Stored data

****

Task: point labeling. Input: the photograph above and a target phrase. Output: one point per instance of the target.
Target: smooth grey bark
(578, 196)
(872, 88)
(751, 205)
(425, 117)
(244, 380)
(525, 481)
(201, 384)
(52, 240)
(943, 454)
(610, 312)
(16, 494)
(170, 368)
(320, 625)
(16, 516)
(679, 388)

****

* **TASK GOAL**: Leaving no line out, return the data above verbatim.

* **REPLY TO THE EXERCISE**:
Task: point labeling. Input: the photograph above and a target phrase. Output: one point per instance of the target.
Target: smooth grey bark
(578, 196)
(872, 88)
(751, 205)
(425, 117)
(244, 380)
(525, 481)
(201, 384)
(52, 240)
(943, 454)
(610, 312)
(16, 494)
(170, 368)
(320, 625)
(16, 516)
(679, 388)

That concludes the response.